# INFORMATION SUPPLIED

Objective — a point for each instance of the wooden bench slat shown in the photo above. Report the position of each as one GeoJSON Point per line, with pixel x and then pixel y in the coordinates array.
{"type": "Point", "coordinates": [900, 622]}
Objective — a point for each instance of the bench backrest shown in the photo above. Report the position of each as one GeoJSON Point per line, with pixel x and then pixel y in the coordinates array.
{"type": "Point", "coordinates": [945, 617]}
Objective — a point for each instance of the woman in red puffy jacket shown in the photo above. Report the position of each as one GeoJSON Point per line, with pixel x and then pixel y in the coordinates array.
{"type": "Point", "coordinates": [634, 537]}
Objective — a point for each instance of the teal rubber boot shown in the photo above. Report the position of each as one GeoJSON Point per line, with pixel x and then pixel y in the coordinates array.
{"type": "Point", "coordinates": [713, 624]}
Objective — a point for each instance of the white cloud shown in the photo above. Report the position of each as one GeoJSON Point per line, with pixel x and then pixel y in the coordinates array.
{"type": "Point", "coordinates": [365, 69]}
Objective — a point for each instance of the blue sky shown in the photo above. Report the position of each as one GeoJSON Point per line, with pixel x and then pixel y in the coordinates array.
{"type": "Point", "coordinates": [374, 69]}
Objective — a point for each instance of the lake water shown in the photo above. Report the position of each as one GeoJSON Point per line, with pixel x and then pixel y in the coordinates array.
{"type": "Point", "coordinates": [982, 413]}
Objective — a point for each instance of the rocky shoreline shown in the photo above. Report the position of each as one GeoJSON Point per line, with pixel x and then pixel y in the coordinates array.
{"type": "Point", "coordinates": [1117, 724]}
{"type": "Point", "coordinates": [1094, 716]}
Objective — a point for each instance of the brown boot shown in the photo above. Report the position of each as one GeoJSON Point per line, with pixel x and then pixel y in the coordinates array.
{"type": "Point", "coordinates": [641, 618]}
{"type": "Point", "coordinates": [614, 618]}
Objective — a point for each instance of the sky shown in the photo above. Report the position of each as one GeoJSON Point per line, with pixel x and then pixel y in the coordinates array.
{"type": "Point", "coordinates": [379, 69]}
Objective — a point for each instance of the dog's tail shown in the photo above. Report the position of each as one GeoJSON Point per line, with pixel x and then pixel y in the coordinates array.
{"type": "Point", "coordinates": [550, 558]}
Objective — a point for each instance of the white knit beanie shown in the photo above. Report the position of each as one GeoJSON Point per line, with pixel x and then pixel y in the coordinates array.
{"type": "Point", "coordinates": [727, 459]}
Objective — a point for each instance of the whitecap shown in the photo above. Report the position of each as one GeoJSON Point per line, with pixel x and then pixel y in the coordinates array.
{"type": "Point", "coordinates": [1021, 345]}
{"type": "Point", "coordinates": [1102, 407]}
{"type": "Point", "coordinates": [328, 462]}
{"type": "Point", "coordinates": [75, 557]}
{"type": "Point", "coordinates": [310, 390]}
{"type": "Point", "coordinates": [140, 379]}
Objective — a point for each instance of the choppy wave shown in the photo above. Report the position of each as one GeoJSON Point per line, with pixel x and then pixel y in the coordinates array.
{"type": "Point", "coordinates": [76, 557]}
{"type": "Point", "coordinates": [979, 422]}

# TASK DESCRIPTION
Print the entries again so that each one matches exactly.

# EXERCISE RESPONSE
Objective — a point for each instance of the wooden bench slat shown in the photo above. Report the position of each as one GeoJSON Point per line, with pixel x and then pixel y in the coordinates array.
{"type": "Point", "coordinates": [900, 622]}
Objective — a point for each instance of the bench backrest shown in the photo above. Report the position of each as one GeoJSON Point per line, with pixel x and then pixel y in the coordinates array.
{"type": "Point", "coordinates": [945, 617]}
Objective — a point for each instance of the woman in red puffy jacket shown in the photo above. Report the position of each as one GeoJSON Point per line, with pixel x and then pixel y in the coordinates array.
{"type": "Point", "coordinates": [634, 537]}
Objective — a point for each instance of the teal rubber boot shown in the photo above. Report the position of each as one GeoJSON Point per line, with pixel x and then pixel y in the coordinates array.
{"type": "Point", "coordinates": [713, 624]}
Objective — a point for each instance of the white cloud shown in the photo above. Report the position of each as one GeoJSON Point per line, with pixel x and then pixel y in the coordinates array.
{"type": "Point", "coordinates": [365, 69]}
Objective — a point for each instance of the blue sky shown in the photo above. Report the position of each as one GeoJSON Point per line, with pixel x and then pixel y in the coordinates array.
{"type": "Point", "coordinates": [374, 69]}
Objective — a point for each instance of the lake water shown in the photo above. Report the position of each as one GeoJSON Point per line, with pixel x and then pixel y in the coordinates array.
{"type": "Point", "coordinates": [982, 413]}
Objective — a point for each instance of the rocky shoreline shown in the photo above. Report the position of each as one GeoJSON Point per line, with pixel x and then pixel y in the coordinates array.
{"type": "Point", "coordinates": [1117, 724]}
{"type": "Point", "coordinates": [1094, 716]}
Objective — a point for each instance of the brown boot shown in the photo above. Report the position of each as one GeoJSON Point per line, with pixel x and then pixel y in the coordinates array.
{"type": "Point", "coordinates": [641, 618]}
{"type": "Point", "coordinates": [614, 618]}
Objective — a point for each instance of the sky shown in the photo above. Report the position of each as one GeoJSON Point per line, with pixel x and then pixel y in the coordinates array.
{"type": "Point", "coordinates": [379, 69]}
Objective — a point for each instance of the dog's tail shown in the photo above. Report the position of each as one GeoJSON Point per line, with pixel x and then pixel y in the coordinates array.
{"type": "Point", "coordinates": [550, 558]}
Objective — a point for each instance of the white knit beanie shown in the photo above. Report the position of each as one GeoJSON Point per line, with pixel x and then pixel y in the coordinates array.
{"type": "Point", "coordinates": [727, 459]}
Objective — a point for each instance of the whitecap shown in the photo above. Report the position of each as one GeoJSON Point per line, with pixel x and then pixel y in the coordinates array.
{"type": "Point", "coordinates": [1021, 345]}
{"type": "Point", "coordinates": [1102, 407]}
{"type": "Point", "coordinates": [328, 462]}
{"type": "Point", "coordinates": [75, 557]}
{"type": "Point", "coordinates": [310, 390]}
{"type": "Point", "coordinates": [140, 379]}
Objective — a point for each instance of the choppy wave shown in the photo above. Report the position of each as one GeoJSON Point per line, with pixel x and then pixel y in the coordinates array.
{"type": "Point", "coordinates": [76, 557]}
{"type": "Point", "coordinates": [979, 422]}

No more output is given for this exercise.